Stated task 1 >> Locate every line in the records that contains the string "door", and copy each of those lines.

Source text >>

After bunking for a while at the Sundowner Motel on a strip of Route 66 known more for prostitutes than programmers, Gates and Allen moved to a cheap furnished apartmen
t. Monte Davidoff, of floating-point math fame, and Chris Larson, a younger student from Lakeside High, moved in, turning the apartment into a frat house doing business as a geek bunker. In the evenings Allen would crank up his Stratocaster guitar and play along with Aerosmith or Jimi Hendrix, and Gates would retaliate by loudly singing Frank Sinatra’s “My Way.”67
Of them all, Gates was the prime example of the innovator’s personality. “An innovator is probably a fanatic, somebody who loves what they do, works day and night, may ignore normal things to some degree and therefore be viewed as a bit imbalanced,” he said. “Certainly in my teens and 20s, I fit that model.”68 He would work, as he had at Harvard, in bursts that could last up to thirty-six hours, and then curl up on the floor of his office and fall asleep. Said Allen, “He lived in binary states: either bursting with nervous energy on his dozen Cokes a day, or dead to the world.”
Gates was also a rebel with little respect for authority, another trait of innovators. To folks like Roberts, a former Air Force officer with five sons who called him “Sir,” Gates came across as a brat. “He literally was a spoiled kid, that’s what the problem was,” said Roberts later. But it was more complex than that. Gates worked hard and lived frugally off his then-meager earnings, but he did not believe in being deferential. The scrawny Gates would go toe to toe with the brawny six-foot-four Roberts and engage in arguments so heated that, as Allen remembered, “you could hear them yelling throughout the plant, and it was a spectacle.”
Allen assumed that his partnership with Gates would be fifty-fifty. They had always been a team, and it seemed unnecessary to fight over who had done more. But since their spat over the payroll program in high school, Gates had insisted on being in charge. “It’s not right for you to get half,” he told Allen. “You had your salary at MITS while I did almost everything on BASIC without one back in Boston. I should get more. I think it should be sixty-forty.” Whether or not Gates was right, it was in his nature to insist on such things, and it was in Allen’s nature not to. Allen was taken aback but agreed. Worse yet, Gates insisted on revising the split two years later. “I’ve done most of the work on BASIC, and I gave up a lot to leave Harvard,” he told Allen on a walk. “I deserve more than 60 percent.” His new demand was that the split be 64-36. Allen was furious. “It exposed the differences between the son of a librarian and the son of a lawyer,” he said. “I’d been taught that a deal was a deal and your word was your bond. Bill was more flexible.” But again Allen went along.69
In fairness to Gates, he was the person who, by then, was actually running the fledgling company. Not only was he writing much of the code, but he also was in charge of sales, making most of the calls himself. He would kick around ideas about product strategy with Allen for hours, but he was the one who made the final decisions on which versions of Fortran or BASIC or COBOL would be built. He was also in charge of business deals with the hardware makers, and he was an even tougher negotiator with them than he had been with Allen. Plus he was in charge of personnel, which meant hiring, firing, and telling people in words of one syllable when their work sucked, which is something Allen would never do. He had the credibility to do so; when there were contests in the office to see who could write a program using the fewest lines of code, Gates usually won.

Rows >>
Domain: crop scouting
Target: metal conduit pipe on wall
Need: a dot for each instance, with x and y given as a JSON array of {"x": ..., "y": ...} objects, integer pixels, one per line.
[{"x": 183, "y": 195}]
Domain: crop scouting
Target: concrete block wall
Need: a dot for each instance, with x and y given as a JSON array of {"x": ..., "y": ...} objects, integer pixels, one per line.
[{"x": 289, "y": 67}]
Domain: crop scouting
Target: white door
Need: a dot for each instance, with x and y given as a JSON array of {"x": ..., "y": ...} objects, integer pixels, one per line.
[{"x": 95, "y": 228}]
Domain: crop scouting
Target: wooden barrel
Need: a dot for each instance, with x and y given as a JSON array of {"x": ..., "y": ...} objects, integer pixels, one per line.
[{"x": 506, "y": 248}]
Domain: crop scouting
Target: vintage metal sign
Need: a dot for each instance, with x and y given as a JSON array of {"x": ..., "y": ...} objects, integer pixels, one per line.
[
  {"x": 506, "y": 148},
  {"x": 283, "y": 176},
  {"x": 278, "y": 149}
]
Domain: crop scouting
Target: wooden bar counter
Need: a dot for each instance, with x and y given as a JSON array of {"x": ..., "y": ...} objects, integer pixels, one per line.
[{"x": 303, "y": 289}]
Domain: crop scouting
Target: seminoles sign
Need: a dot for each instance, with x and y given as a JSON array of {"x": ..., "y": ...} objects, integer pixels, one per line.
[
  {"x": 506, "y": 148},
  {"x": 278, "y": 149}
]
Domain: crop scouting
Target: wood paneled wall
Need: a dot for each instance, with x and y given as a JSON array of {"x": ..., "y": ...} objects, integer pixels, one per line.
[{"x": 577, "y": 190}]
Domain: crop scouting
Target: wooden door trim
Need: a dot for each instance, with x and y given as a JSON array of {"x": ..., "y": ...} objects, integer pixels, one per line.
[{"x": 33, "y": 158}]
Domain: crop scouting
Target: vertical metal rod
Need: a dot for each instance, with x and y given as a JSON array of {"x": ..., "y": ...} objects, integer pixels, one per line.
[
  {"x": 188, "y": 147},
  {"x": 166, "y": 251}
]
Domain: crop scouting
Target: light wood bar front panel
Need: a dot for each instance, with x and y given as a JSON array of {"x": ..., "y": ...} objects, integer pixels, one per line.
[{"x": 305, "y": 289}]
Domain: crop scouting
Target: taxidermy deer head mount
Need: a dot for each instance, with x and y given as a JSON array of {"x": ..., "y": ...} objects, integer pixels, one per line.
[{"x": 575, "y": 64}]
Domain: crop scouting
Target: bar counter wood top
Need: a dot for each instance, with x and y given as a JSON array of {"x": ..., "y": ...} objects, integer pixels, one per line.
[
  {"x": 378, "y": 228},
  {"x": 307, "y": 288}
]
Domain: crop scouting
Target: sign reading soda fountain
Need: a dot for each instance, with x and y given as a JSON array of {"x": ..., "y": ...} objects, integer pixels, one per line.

Stated task 2 >> Name every programming language mentioned in the passage about Gates and Allen.

Exercise solution 1 >>
Target: white door
Target: wooden door trim

Exercise solution 2 >> BASIC, Fortran, COBOL